• **Stated problem**
Tally the lines in the listing below that contain the string "orange", treating uppercase and lowercase as different, and give only the number.

• **Listed entries**
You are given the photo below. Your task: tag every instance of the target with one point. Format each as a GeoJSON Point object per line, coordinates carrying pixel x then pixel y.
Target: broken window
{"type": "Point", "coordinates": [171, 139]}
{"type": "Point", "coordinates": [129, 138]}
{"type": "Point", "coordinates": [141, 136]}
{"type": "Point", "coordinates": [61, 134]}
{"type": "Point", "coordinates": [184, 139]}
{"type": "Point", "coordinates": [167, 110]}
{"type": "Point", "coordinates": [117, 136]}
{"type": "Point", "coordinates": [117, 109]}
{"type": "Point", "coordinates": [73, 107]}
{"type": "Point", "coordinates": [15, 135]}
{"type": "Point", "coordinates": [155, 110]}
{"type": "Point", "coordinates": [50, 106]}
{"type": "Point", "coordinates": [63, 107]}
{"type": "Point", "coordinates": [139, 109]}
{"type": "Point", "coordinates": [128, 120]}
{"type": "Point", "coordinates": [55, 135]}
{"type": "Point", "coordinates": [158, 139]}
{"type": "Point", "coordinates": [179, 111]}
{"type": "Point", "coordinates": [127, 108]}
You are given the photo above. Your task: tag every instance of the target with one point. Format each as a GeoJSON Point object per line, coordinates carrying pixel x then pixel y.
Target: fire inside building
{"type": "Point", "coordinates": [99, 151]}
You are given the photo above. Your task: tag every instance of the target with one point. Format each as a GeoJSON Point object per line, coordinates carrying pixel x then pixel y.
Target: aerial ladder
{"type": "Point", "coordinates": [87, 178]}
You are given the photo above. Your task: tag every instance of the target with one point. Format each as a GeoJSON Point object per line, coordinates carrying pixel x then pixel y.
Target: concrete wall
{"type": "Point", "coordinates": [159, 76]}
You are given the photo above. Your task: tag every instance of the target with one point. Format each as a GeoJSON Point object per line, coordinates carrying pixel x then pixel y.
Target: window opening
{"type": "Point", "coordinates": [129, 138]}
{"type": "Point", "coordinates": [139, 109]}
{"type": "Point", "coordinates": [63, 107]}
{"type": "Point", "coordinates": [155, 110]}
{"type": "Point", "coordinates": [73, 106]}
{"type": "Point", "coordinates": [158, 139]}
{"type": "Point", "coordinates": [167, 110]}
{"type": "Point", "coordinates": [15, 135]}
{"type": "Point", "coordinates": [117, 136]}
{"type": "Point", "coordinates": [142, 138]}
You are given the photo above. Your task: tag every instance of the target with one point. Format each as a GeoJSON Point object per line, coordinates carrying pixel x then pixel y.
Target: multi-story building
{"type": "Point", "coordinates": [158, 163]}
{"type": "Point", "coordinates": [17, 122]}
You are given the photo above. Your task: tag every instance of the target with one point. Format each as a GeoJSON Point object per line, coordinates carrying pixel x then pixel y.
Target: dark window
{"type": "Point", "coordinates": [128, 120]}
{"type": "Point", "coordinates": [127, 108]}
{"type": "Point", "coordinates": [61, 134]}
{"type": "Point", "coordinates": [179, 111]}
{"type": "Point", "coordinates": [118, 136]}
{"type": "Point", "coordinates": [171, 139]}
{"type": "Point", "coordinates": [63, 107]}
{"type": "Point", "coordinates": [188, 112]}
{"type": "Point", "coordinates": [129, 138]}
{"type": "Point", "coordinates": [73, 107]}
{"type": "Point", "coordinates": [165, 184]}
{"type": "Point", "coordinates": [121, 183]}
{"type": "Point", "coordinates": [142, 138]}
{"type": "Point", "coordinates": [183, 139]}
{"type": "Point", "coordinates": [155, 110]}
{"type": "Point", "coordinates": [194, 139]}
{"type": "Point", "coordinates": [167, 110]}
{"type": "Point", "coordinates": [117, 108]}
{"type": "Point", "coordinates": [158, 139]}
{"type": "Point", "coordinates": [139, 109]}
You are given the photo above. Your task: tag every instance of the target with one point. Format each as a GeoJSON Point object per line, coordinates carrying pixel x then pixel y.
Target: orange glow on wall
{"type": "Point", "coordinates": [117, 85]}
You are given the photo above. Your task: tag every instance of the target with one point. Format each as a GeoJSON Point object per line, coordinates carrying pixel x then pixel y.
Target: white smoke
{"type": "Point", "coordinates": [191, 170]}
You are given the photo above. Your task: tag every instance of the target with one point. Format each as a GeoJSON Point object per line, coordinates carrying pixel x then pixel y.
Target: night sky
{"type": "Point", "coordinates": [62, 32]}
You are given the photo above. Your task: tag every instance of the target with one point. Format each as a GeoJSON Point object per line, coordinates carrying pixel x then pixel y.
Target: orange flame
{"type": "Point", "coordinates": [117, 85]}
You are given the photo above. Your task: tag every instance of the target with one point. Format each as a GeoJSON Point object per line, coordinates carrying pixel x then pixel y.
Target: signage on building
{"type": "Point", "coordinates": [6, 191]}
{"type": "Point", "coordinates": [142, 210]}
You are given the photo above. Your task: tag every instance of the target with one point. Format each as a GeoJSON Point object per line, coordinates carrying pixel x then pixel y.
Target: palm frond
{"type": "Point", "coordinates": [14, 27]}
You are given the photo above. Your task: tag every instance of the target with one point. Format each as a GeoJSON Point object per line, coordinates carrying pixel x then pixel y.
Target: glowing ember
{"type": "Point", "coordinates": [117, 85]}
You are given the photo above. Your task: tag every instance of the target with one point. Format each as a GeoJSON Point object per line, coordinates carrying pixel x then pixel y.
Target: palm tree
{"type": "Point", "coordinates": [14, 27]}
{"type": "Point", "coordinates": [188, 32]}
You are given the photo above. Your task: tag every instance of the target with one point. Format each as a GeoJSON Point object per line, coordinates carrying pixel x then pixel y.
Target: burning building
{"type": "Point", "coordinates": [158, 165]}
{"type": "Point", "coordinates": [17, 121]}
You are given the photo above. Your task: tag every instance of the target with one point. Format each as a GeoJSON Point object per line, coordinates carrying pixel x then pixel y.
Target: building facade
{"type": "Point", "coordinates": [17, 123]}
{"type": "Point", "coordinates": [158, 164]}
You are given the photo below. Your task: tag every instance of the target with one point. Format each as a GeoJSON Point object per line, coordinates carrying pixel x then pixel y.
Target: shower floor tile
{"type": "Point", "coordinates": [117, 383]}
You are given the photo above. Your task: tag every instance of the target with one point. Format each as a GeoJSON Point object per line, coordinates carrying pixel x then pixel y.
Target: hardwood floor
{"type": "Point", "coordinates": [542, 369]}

• **Finished task**
2